▶ **Task statement**: Reproduce the listing below line for line, omitting the pictures.

▶ **Records for this exercise**:
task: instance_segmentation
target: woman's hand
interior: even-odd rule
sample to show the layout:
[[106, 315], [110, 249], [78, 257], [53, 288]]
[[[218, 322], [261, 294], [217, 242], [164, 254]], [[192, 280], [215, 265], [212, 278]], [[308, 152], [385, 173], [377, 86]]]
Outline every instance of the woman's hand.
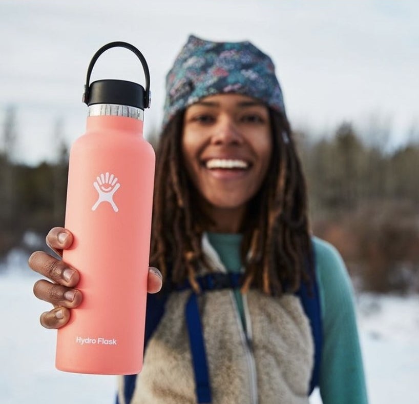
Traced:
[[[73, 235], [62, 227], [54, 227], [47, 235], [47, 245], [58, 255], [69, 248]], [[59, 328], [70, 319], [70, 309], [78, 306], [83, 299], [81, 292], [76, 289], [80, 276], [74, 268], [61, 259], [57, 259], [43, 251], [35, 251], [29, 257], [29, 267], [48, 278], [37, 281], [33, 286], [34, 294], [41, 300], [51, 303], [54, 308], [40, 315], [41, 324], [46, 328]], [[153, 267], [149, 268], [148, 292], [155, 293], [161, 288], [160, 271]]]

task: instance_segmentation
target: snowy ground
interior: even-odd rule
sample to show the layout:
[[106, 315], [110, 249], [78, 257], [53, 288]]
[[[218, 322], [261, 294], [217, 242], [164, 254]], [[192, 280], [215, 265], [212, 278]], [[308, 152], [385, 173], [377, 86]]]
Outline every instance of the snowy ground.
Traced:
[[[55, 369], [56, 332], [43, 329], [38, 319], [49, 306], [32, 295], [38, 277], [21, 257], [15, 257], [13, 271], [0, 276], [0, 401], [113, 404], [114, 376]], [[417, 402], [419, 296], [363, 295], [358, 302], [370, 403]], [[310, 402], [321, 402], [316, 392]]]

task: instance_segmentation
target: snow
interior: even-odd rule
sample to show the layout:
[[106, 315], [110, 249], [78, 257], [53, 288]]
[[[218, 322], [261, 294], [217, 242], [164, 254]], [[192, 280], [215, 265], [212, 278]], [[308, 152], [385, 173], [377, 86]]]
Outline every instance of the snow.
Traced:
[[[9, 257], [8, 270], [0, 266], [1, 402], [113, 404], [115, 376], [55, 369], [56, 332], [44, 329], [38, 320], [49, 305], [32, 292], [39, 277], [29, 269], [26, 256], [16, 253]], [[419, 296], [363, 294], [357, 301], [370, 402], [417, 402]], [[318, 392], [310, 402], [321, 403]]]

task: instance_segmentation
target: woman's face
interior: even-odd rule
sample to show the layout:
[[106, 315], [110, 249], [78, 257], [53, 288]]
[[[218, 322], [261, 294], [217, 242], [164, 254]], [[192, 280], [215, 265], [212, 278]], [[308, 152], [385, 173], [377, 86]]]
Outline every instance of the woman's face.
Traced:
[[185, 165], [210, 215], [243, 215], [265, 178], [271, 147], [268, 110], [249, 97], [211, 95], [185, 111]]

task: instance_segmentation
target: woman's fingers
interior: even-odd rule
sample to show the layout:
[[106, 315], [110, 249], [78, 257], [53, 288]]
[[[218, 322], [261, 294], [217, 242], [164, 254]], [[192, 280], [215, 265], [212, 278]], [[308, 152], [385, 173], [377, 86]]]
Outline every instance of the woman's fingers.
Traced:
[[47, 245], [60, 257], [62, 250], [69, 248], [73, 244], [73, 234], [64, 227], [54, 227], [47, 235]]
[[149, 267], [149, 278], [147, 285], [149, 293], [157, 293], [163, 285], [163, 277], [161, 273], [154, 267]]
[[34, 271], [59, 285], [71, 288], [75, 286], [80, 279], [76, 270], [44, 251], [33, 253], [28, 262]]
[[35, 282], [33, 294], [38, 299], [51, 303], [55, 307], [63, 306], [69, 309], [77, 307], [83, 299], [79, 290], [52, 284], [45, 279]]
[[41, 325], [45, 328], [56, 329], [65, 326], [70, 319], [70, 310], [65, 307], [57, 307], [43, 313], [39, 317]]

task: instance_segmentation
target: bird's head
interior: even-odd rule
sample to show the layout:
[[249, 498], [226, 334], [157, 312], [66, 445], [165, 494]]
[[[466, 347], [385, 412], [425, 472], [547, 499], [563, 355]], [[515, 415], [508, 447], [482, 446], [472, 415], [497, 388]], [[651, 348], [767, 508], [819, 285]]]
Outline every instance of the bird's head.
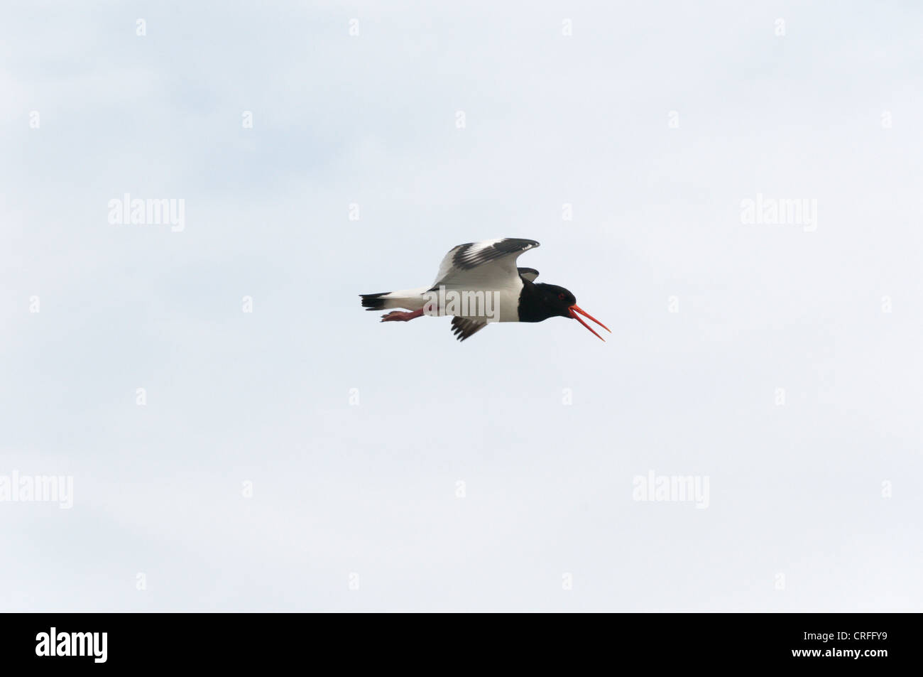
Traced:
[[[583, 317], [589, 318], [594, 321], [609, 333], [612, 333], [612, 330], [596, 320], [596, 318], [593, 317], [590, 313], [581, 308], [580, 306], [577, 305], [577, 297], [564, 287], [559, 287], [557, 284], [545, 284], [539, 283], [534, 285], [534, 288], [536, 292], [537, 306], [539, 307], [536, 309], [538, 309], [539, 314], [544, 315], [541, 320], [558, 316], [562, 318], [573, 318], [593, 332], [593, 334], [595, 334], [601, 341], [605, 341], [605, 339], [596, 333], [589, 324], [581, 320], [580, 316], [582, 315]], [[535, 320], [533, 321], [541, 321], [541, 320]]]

▶ **Result of this task**:
task: instance_segmentation
target: woman's hand
interior: even-odd rule
sample to show the layout:
[[106, 315], [110, 249], [78, 257], [53, 288]]
[[[218, 322], [261, 294], [217, 242], [164, 254]], [[192, 280], [215, 265], [212, 278]], [[308, 152], [385, 173], [377, 86]]]
Outline every instance of the woman's hand.
Traced:
[[[73, 235], [62, 227], [54, 227], [47, 235], [47, 245], [58, 255], [69, 248]], [[59, 328], [70, 319], [70, 309], [78, 306], [83, 299], [81, 292], [76, 289], [80, 276], [74, 268], [61, 259], [57, 259], [43, 251], [35, 251], [29, 257], [29, 267], [48, 278], [37, 281], [33, 286], [34, 294], [41, 300], [51, 303], [54, 308], [40, 315], [41, 324], [46, 328]], [[153, 267], [149, 268], [148, 292], [155, 293], [161, 288], [160, 271]]]

task: instance_segmentation
target: snowy ground
interior: even-odd rule
sample to show the layout:
[[106, 315], [110, 249], [78, 257], [53, 288]]
[[[218, 322], [261, 294], [217, 242], [164, 254]], [[192, 280], [215, 265], [212, 278]], [[308, 152], [385, 173], [377, 86]]]
Outline every instance of the snowy ground.
Traced:
[[[55, 369], [56, 332], [43, 329], [38, 319], [49, 306], [32, 295], [38, 277], [21, 257], [15, 257], [13, 271], [0, 276], [0, 401], [113, 404], [114, 376]], [[417, 402], [419, 296], [363, 295], [358, 302], [370, 403]], [[310, 402], [321, 402], [316, 392]]]

task: instance_segmentation
target: snow
interior: even-odd rule
sample to show the layout:
[[106, 315], [110, 249], [78, 257], [53, 288]]
[[[218, 322], [261, 294], [217, 242], [164, 254]], [[192, 280], [215, 265], [212, 278]], [[308, 152], [385, 173], [377, 86]]]
Outline every instance of the snow.
Traced:
[[[9, 257], [8, 270], [0, 266], [1, 402], [113, 404], [115, 376], [55, 369], [56, 332], [44, 329], [38, 320], [49, 305], [32, 292], [39, 277], [29, 269], [26, 256], [16, 253]], [[419, 296], [363, 294], [357, 301], [370, 402], [417, 402]], [[318, 392], [310, 402], [321, 403]]]

task: instance_segmentation
target: woman's face
interior: even-odd rule
sample to show the layout:
[[106, 315], [110, 249], [78, 257], [53, 288]]
[[[218, 322], [261, 294], [217, 242], [164, 254]], [[192, 280], [215, 265], [212, 278]], [[308, 152], [385, 173], [377, 86]]]
Outline every instance of the woman's face.
Traced:
[[185, 165], [210, 215], [243, 215], [265, 178], [271, 147], [268, 110], [249, 97], [211, 95], [185, 111]]

task: instance_segmentation
target: woman's fingers
interior: even-odd rule
sample to show the layout:
[[106, 315], [110, 249], [78, 257], [53, 288]]
[[[218, 322], [261, 294], [217, 242], [164, 254]], [[192, 280], [215, 265], [212, 278]], [[308, 152], [385, 173], [377, 86]]]
Outline every instance of the woman's fingers.
Traced:
[[47, 245], [60, 257], [62, 250], [69, 248], [73, 244], [73, 234], [64, 227], [54, 227], [47, 235]]
[[149, 267], [149, 278], [147, 285], [149, 293], [157, 293], [163, 285], [163, 277], [161, 273], [154, 267]]
[[34, 271], [59, 285], [71, 288], [75, 286], [80, 279], [76, 270], [44, 251], [33, 253], [28, 262]]
[[35, 282], [33, 294], [38, 299], [51, 303], [55, 307], [63, 306], [69, 309], [77, 307], [83, 299], [79, 290], [52, 284], [45, 279]]
[[41, 325], [45, 328], [56, 329], [65, 326], [70, 319], [70, 310], [65, 307], [57, 307], [43, 313], [39, 317]]

task: instance_segmentation
target: bird's head
interior: even-odd rule
sample to show the layout:
[[249, 498], [226, 334], [157, 312], [66, 445], [165, 494]]
[[[466, 347], [385, 412], [425, 472], [547, 499], [563, 355]], [[515, 415], [508, 447], [482, 446], [472, 415], [497, 388]], [[651, 348], [767, 508], [819, 285]]]
Outline every instance of the bird's head.
Traced:
[[[583, 317], [589, 318], [594, 321], [609, 333], [612, 333], [612, 330], [596, 320], [596, 318], [593, 317], [590, 313], [581, 308], [580, 306], [577, 305], [577, 297], [564, 287], [559, 287], [557, 284], [545, 284], [539, 283], [534, 285], [534, 288], [536, 292], [537, 306], [539, 307], [536, 309], [538, 309], [539, 314], [544, 315], [541, 320], [558, 316], [562, 318], [573, 318], [593, 332], [593, 334], [595, 334], [601, 341], [605, 341], [605, 339], [596, 333], [589, 324], [581, 320], [580, 316], [582, 315]], [[535, 320], [533, 321], [541, 321], [541, 320]]]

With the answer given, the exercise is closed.